** start of TEXT PROVIDED **

# many threads, same information



## pappabee (Jun 22, 2010)

There seems to be a real problem with re-hashing the same information over and over again. The threads regarding Nexflix really show up the problem. Three different threads going over the exact same information. It would be much better if we could just search for the topic and then continue the thread. I tried to search for "Netflix" and got at least a dozen returns. 

IMHO it would make things a lot easier and faster if people would just use the search and add to a thread rather than start a new one. AND, if we do find someone who has started a new thread when there is an old one there we need to refer them to the old thread rather than answer them on a new one. Let's help clean up this site and make it easier for all to find the information that they want.


----------



## tepetapan (Sep 30, 2010)

I agree but it seems people want others to do the reseach for them. So many questions could be answered in a 5 minute search but people will not take the time to do that. I guess that is one reason forums are so popular, answers to the same questions, over and over again.


----------



## tdemex (Aug 2, 2011)

I've been in many forums trust me they are all like that if they are popular. Newbies don't all ways take the time to research and just jump in with a question, it all goes back to McDonalds when they invented the instant hambuger, I remember it well, before that life in the USA was slow and uncomplicated back in 64 it was...... ; - )


----------



## pappabee (Jun 22, 2010)

tdemex said:


> I've been in many forums trust me they are all like that if they are popular. Newbies don't all ways take the time to research and just jump in with a question, it all goes back to McDonalds when they invented the instant hambuger, I remember it well, before that life in the USA was slow and uncomplicated back in 64 it was...... ; - )


I'm not sure what part of the US you were in but in 1964 the Vet War was on. The Beatles were the #1 on the charts, 3 civil rights workers were murdered in Mississippi, the Civil Rights Act was signed and riots began in Harlem, ETC. This is what you call slow and uncomplicated????

** end of TEXT PROVIDED **

EXERCISE BRIEF>
Answer from the forum thread about repeated threads:
(a) What term did pappabee search for, and how many returns did that search give at least?
(b) How long a search does tepetapan say could answer many questions?
(c) In pappabee's reply to tdemex, who was #1 on the charts in 1964?
You won't need the records for this.

** start of SUPPLIED MATERIAL **

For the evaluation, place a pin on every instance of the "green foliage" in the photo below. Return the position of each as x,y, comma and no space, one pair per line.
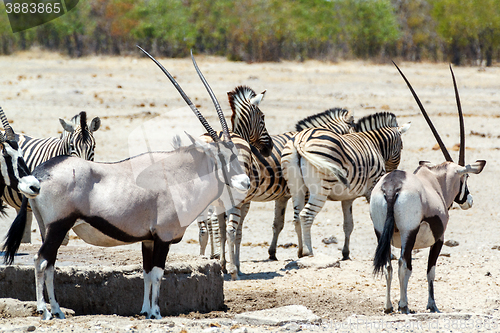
270,30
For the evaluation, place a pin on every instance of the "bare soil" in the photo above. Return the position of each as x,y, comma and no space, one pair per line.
39,87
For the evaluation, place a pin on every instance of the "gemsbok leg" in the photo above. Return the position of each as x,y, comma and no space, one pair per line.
154,256
44,264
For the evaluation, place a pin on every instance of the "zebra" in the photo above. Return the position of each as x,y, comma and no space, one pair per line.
248,130
152,203
268,184
77,139
336,167
13,169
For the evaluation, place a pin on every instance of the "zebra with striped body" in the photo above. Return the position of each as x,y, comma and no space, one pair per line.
248,128
77,139
268,184
339,168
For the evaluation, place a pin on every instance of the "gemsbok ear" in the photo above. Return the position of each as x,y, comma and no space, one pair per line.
475,167
257,99
68,127
404,128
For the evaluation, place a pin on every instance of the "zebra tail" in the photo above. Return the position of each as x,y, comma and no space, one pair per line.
327,167
15,234
383,251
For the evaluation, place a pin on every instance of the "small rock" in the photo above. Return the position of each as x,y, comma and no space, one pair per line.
292,327
240,330
451,243
330,240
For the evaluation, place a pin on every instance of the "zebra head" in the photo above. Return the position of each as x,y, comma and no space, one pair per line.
248,120
14,171
79,136
384,127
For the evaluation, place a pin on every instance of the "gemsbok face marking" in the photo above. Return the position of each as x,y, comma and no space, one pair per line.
77,139
410,210
151,198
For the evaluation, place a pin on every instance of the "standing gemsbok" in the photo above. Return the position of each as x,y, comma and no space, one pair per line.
150,198
411,210
329,166
77,139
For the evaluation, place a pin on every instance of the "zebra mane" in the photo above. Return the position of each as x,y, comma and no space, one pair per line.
376,121
322,119
238,99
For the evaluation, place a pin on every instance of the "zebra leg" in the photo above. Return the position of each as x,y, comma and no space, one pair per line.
214,232
405,268
44,267
431,272
27,229
237,244
278,224
388,276
317,198
221,218
203,231
234,220
348,226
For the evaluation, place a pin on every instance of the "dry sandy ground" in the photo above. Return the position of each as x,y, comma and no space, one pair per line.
37,88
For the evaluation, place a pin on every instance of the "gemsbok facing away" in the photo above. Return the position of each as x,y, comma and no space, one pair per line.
411,209
150,198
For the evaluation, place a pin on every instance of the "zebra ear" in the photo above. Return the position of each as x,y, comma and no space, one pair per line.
475,167
95,124
68,126
403,129
257,99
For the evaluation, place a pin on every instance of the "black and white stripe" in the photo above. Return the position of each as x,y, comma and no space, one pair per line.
325,165
77,139
268,184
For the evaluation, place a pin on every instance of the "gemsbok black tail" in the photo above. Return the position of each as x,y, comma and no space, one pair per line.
383,251
15,234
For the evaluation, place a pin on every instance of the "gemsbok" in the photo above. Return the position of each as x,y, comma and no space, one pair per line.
77,139
411,210
150,198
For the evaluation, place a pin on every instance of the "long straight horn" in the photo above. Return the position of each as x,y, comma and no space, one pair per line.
429,122
202,119
223,123
9,132
461,153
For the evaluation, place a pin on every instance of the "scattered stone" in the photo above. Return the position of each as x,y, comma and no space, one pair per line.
292,327
318,261
330,240
278,316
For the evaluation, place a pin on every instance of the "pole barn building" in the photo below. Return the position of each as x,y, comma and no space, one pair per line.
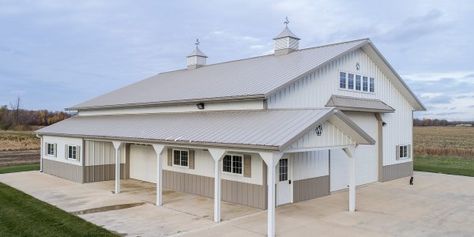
281,128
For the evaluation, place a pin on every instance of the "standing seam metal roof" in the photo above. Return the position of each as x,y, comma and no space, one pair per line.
241,78
265,128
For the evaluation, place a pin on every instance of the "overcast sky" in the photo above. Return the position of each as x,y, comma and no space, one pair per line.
55,54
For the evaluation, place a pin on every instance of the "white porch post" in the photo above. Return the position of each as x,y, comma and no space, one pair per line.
217,155
271,160
159,176
352,178
117,165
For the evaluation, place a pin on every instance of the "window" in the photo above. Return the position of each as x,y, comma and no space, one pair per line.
342,80
180,157
357,82
72,152
365,84
403,152
51,149
232,164
350,84
372,84
283,176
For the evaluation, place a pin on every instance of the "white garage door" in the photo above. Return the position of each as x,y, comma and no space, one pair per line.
365,155
143,163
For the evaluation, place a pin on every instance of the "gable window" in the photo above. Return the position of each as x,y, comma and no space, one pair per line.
372,84
403,152
180,157
342,80
71,152
357,82
365,84
350,84
50,149
232,164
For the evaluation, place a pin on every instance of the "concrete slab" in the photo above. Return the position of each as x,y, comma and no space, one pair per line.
437,205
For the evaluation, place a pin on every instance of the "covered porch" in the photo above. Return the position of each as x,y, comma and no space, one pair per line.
268,135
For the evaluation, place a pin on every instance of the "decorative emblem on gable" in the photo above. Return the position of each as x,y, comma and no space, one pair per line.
319,130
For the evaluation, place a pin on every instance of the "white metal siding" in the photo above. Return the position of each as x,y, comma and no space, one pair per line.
331,136
310,164
143,166
315,89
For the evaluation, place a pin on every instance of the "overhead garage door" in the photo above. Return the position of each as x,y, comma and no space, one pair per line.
143,163
365,155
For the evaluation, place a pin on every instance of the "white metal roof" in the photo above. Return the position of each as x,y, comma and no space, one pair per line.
348,103
264,129
252,77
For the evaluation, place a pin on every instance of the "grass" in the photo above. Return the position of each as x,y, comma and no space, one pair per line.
23,215
18,140
445,164
18,168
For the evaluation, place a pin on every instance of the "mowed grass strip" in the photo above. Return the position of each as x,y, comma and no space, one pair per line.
18,168
445,164
23,215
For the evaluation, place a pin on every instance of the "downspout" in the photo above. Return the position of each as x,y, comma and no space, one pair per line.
41,152
380,122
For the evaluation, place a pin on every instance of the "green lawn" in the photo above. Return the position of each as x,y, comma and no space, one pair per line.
23,215
445,165
18,168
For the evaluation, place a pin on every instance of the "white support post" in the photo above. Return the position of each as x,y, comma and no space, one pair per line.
217,155
41,152
159,176
117,146
271,159
352,178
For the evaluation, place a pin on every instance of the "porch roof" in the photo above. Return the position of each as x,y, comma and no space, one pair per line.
258,129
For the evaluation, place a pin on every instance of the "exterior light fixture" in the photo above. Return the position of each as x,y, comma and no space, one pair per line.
200,105
319,130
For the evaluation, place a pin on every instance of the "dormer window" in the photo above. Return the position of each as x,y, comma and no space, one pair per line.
356,82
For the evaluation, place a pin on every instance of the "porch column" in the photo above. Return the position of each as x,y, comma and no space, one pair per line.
352,178
117,146
159,176
271,160
217,155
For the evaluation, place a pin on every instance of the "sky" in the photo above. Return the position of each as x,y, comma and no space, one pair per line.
57,53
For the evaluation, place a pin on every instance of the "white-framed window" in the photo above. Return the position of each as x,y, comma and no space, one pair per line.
342,80
180,158
72,152
233,164
356,82
403,152
51,149
365,84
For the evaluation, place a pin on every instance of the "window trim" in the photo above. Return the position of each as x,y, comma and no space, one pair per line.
407,157
232,164
55,149
68,154
355,82
180,150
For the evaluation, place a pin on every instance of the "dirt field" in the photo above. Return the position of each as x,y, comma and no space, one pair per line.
444,141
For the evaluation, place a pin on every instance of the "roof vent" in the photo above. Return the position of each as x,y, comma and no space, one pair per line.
197,58
286,42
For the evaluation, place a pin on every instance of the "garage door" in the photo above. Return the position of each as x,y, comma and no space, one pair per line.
365,155
143,163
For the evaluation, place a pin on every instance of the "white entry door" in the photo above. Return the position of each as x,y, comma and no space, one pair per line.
283,183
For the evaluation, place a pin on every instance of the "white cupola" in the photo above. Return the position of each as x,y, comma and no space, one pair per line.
286,42
197,58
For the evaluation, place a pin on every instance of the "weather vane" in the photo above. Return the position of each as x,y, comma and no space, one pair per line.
286,22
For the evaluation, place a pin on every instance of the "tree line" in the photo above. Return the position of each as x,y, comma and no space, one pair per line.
13,117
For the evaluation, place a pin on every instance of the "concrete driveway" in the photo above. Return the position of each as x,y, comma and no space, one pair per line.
437,205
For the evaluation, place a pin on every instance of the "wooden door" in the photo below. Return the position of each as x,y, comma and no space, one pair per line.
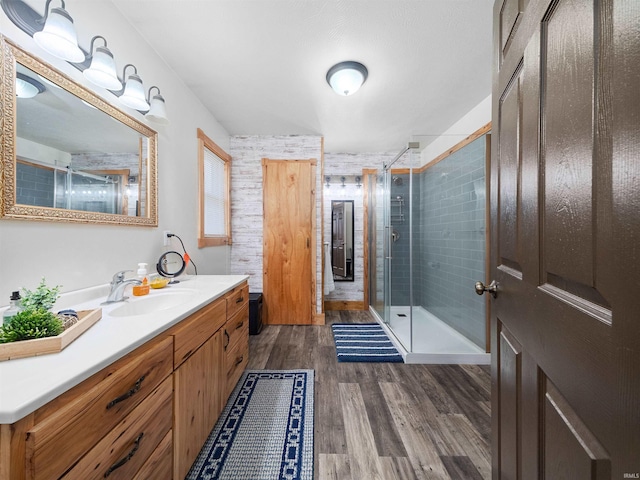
338,254
288,233
565,198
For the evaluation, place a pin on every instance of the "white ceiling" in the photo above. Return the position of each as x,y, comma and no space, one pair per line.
259,66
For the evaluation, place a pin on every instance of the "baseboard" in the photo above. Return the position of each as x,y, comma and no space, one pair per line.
343,305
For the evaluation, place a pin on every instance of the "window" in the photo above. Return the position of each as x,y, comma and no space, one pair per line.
214,168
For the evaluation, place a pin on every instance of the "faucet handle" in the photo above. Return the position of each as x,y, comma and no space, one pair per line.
119,277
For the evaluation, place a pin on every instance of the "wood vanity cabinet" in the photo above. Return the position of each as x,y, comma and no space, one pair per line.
147,415
236,346
89,430
198,376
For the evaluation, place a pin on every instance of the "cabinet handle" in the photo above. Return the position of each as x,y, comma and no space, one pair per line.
124,396
124,460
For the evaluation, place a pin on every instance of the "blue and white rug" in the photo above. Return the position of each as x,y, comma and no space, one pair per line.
364,342
265,432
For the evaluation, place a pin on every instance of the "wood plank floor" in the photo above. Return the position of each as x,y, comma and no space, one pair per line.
385,420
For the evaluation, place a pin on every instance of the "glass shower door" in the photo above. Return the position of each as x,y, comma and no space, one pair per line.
386,244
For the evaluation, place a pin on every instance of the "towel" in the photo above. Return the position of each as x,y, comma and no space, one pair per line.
329,286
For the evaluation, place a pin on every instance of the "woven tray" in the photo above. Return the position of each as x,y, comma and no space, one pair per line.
43,346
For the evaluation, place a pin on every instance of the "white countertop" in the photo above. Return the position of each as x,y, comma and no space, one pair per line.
26,384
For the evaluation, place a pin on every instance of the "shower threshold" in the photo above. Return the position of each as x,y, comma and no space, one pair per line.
435,342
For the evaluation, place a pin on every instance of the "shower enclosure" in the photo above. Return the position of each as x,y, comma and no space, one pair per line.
427,244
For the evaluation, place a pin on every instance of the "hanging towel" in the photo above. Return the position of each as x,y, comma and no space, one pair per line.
329,286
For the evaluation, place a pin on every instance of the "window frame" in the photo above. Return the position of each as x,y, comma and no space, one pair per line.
213,240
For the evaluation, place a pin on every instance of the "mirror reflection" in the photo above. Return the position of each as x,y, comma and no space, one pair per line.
74,156
342,240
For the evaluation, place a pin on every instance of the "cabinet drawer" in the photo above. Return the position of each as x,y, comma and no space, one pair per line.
123,451
159,465
236,299
63,437
237,328
236,361
191,333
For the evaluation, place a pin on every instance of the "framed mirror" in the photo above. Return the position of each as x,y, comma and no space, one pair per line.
67,155
342,255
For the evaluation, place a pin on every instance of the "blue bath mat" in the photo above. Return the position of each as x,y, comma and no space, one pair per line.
264,433
363,342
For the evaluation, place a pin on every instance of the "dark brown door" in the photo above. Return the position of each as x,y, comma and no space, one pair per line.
565,205
289,241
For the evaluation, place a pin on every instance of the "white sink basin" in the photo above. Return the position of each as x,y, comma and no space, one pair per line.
152,303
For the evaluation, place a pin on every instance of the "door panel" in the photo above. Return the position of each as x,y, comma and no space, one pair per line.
289,202
566,392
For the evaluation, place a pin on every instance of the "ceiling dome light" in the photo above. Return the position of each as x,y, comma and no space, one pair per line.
58,37
346,78
133,96
102,71
27,87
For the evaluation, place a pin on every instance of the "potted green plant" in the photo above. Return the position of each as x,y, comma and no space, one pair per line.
36,320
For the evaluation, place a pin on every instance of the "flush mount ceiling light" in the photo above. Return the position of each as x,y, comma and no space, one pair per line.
102,71
133,96
58,37
347,77
27,87
158,111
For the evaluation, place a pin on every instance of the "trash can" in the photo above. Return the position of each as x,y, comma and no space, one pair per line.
255,313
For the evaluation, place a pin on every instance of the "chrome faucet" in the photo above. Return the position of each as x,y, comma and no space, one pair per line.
118,284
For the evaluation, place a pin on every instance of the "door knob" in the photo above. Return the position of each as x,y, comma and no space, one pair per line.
491,288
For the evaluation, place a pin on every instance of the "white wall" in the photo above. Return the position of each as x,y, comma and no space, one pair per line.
477,117
76,256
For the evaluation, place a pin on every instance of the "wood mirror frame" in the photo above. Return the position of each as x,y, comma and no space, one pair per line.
11,56
342,251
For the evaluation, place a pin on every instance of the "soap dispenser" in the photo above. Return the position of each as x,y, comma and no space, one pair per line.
143,288
14,308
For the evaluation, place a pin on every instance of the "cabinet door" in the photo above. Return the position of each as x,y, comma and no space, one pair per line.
197,401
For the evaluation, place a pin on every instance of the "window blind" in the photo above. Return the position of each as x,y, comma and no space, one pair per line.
214,194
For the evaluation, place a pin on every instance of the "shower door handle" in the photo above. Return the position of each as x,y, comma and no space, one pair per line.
492,288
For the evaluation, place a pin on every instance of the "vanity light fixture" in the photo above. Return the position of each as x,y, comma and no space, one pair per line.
102,71
133,96
346,78
27,87
158,111
58,37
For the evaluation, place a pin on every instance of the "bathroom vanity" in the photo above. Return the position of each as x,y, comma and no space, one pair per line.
134,397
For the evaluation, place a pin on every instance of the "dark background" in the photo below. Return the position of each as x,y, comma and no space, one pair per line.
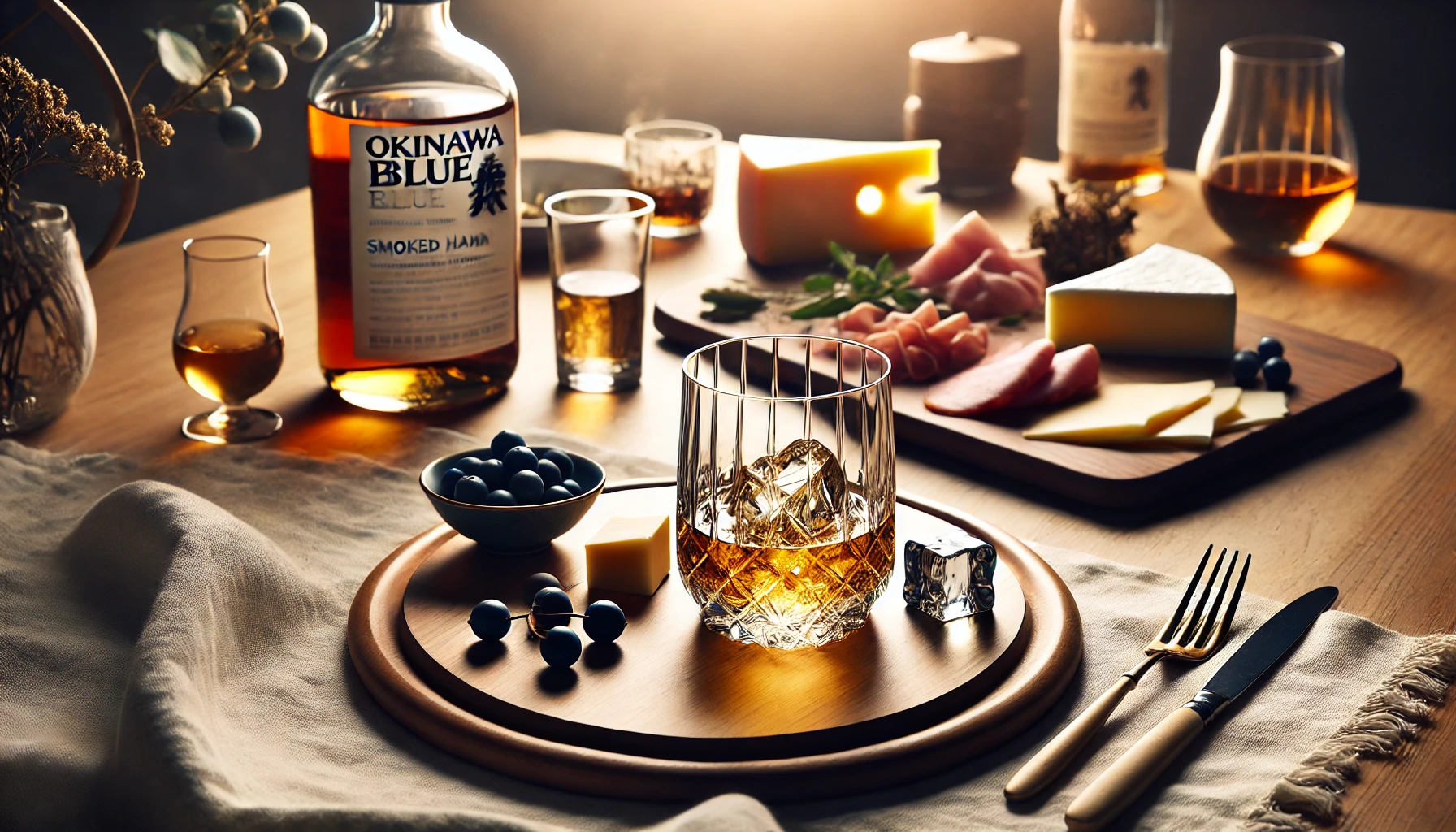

** end of SUPPLIED MATERIAL **

FULL OUTPUT>
(a) "Netflix," with at least a dozen returns
(b) A 5-minute search
(c) The Beatles